Notice of AGM
July 10 2006 - 5:48AM
UK Regulatory
RNS Number:9190F
Vtech Holdings Limited
10 July 2006
VTech Holdings Limited
(Incorporated in Bermuda with limited liability)
NOTICE OF ANNUAL GENERAL MEETING
NOTICE IS HEREBY GIVEN that the annual general meeting of shareholders of VTech
Holdings Limited (the "Company") will be held at The Marco Polo Hongkong Hotel,
Harbour City, 3 Canton Road, Tsimshatsui, Kowloon, Hong Kong on 11th August 2006
at 3:30 p.m. (Hong Kong time) for the following purposes:
Ordinary Business
1. To receive and consider the audited financial statements and the reports
of the directors and auditors for the year ended 31st March 2006.
2. To declare a final dividend for the year ended 31st March 2006.
3. (a) To re-elect Mr. Allan WONG Chi Yun as Director;
(b) To re-elect Mr. Albert LEE Wai Kuen as Director;
(c) To fix the remuneration of the Directors as totalling US$120,000
and such that each Director shall be entitled to not more than
US$20,000 per annum and on such terms as the Board may decide for
the year ending 31st March 2007 and each subsequent financial
year until the Company in general meeting otherwise determines
and that further Director appointed by the Board shall be
entitled to not more than US$20,000 per annum (in proportion to
the time during which he has held office) and on terms as the
Board may decide.

────────────────

What is being asked =>
Continue the VTech annual general meeting notice from its final sentence onward.

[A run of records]
────────────────

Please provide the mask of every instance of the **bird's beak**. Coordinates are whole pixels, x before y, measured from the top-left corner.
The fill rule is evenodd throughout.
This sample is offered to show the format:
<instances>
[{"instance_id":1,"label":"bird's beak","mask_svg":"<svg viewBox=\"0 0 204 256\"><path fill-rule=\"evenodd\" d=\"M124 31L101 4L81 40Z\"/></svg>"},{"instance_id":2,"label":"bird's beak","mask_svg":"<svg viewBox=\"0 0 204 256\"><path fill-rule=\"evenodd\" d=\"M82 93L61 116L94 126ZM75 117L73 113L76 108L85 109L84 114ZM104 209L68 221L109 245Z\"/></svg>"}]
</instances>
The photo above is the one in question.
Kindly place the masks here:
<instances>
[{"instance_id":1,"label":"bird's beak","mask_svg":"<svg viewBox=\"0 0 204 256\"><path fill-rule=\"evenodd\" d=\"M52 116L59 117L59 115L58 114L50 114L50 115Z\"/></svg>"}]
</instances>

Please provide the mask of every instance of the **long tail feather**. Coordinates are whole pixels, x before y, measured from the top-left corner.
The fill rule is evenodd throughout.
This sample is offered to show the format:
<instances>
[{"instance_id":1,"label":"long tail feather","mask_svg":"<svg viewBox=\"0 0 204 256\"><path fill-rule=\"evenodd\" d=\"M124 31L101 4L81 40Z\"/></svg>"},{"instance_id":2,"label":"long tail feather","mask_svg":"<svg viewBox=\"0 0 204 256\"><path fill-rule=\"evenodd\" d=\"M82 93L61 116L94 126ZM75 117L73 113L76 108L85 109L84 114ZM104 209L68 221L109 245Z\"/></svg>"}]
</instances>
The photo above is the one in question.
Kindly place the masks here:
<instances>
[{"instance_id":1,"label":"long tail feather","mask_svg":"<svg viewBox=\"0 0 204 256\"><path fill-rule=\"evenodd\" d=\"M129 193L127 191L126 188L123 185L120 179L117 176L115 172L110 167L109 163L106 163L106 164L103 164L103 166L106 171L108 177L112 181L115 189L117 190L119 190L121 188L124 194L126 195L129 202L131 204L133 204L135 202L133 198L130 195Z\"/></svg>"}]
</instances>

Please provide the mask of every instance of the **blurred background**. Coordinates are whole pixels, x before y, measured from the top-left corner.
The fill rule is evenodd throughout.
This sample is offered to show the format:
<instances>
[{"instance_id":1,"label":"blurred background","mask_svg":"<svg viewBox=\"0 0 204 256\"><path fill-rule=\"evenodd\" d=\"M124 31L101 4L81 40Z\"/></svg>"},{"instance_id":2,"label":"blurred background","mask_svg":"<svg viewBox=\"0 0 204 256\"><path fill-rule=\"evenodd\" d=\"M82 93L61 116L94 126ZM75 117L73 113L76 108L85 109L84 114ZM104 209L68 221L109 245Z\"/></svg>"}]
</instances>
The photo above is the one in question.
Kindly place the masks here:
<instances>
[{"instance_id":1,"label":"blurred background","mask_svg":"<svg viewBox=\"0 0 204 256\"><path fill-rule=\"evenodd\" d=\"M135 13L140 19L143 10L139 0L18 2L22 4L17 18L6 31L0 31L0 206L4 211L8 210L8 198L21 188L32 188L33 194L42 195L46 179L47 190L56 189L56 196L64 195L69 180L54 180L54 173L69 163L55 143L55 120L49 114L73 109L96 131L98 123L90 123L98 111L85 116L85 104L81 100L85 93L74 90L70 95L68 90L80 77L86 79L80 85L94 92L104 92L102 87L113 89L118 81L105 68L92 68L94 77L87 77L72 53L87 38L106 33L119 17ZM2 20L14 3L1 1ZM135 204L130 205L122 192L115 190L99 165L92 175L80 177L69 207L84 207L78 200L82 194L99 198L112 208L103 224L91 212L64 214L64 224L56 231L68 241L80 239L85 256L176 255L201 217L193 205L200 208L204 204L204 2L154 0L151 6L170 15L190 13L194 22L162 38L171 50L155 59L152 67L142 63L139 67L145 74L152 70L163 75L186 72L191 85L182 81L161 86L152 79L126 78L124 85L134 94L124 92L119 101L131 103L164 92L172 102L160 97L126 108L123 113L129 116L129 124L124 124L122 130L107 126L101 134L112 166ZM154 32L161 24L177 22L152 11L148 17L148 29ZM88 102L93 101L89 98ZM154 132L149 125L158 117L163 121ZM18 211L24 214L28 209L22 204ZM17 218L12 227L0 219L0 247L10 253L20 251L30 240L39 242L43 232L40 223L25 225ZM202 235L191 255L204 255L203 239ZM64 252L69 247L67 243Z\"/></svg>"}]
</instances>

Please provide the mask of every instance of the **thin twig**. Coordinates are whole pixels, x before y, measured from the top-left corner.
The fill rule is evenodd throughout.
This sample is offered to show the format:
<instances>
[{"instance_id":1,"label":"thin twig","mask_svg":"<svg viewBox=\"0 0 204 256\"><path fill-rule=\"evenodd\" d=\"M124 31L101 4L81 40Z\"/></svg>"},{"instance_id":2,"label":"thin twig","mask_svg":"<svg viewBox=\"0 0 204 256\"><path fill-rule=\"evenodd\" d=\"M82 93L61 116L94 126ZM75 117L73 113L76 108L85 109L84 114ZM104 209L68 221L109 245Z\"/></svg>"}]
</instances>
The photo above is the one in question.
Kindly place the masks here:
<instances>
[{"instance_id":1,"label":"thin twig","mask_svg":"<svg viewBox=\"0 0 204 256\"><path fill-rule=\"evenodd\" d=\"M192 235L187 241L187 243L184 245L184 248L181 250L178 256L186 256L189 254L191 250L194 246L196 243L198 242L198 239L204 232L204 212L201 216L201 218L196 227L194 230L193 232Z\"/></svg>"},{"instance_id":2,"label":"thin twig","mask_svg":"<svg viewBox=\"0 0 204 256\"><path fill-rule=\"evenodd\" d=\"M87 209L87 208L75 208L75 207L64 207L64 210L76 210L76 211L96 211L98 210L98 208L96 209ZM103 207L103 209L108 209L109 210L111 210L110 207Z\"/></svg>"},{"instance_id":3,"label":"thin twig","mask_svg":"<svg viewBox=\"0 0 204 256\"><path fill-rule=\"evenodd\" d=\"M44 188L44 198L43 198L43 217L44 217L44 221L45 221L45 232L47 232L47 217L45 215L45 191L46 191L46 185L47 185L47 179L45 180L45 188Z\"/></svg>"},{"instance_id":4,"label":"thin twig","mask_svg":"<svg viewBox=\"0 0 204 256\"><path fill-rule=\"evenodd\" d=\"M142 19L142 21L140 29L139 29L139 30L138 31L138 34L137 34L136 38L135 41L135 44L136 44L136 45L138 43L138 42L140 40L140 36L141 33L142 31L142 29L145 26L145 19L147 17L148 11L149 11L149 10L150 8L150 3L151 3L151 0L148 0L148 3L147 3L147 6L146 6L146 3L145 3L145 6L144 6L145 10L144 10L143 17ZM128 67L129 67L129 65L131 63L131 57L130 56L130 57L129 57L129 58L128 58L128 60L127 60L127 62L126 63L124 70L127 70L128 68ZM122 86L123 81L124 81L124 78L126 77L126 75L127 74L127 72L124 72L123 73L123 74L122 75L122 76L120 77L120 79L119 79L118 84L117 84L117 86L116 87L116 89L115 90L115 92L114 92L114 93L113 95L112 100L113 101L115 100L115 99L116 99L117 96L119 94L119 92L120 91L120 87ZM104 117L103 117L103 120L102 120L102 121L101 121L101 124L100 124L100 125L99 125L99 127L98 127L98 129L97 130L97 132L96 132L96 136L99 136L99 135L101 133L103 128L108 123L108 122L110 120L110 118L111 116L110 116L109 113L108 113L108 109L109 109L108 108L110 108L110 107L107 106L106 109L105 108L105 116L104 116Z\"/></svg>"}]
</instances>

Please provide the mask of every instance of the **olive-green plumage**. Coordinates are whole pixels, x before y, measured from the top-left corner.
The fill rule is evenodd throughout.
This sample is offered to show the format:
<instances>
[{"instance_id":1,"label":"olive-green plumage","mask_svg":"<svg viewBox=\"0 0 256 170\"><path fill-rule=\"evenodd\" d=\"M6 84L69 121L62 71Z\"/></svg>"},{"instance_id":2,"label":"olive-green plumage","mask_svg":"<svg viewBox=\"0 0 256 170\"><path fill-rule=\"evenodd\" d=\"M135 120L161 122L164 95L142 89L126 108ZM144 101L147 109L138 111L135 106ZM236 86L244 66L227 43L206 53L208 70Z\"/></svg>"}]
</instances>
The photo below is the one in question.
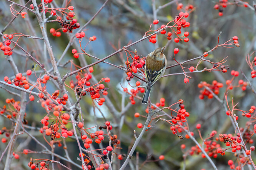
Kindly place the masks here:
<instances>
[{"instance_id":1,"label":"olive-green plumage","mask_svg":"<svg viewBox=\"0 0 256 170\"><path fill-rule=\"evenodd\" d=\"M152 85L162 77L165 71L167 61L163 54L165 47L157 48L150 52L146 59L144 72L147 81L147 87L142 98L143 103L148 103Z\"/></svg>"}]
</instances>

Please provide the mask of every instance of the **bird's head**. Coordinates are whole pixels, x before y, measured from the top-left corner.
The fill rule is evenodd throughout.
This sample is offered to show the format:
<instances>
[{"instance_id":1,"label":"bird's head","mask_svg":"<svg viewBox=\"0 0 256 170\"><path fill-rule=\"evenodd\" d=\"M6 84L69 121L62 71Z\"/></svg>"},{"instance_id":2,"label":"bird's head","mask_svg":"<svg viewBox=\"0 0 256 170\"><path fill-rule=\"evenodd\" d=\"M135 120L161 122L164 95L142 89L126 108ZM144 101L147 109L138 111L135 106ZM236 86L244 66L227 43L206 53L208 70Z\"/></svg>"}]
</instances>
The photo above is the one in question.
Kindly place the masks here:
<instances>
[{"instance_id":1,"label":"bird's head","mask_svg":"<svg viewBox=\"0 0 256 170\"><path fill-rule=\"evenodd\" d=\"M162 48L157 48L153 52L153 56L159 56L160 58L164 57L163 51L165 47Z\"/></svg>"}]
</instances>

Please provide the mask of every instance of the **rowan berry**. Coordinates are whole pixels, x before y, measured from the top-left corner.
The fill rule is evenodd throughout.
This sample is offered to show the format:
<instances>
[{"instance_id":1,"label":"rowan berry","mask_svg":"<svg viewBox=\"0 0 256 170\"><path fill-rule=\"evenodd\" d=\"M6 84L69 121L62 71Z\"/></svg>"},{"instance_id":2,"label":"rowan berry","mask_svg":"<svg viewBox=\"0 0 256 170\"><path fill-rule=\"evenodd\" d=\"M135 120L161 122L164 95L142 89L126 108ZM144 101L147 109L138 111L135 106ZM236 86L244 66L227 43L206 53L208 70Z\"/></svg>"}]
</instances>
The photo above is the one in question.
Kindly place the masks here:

────────────────

Written answer =>
4. To re-appoint KPMG as the auditors and to authorise the Board of
Directors to fix their remuneration.
Special Business
Resolutions 5 to 7 will be proposed as ordinary resolutions of the Company:
5. "THAT:
(a) subject to the provisions of paragraphs (b) and (c) below, the exercise
by the Directors of all the powers of the Company to repurchase ordinary shares
of US$0.05 each in the share capital of the Company on The Stock Exchange of
Hong Kong Limited ("Hong Kong Stock Exchange") subject to and in accordance
with all applicable laws and the provisions of, and in the manner specified in,
the Rules Governing the Listing of Securities on the Hong Kong Stock
Exchange be and is hereby generally and unconditionally approved;
(b) the aggregate nominal amount of shares hereby authorised to be
repurchased by the Company pursuant to the approval in paragraph (a) above shall
not exceed 10% of the aggregate nominal amount of the share capital of the
Company in issue at the date of the annual general meeting at which this
resolution is passed; and
(c) the authority hereby conferred on the Company pursuant to the approval in
paragraph (a) above shall expire on the earlier of (i) the conclusion of the
annual general meeting of the Company to be held in 2007 or (ii) such authority
given under this resolution being renewed, revoked or varied by ordinary
resolution of shareholders of the Company in general meeting."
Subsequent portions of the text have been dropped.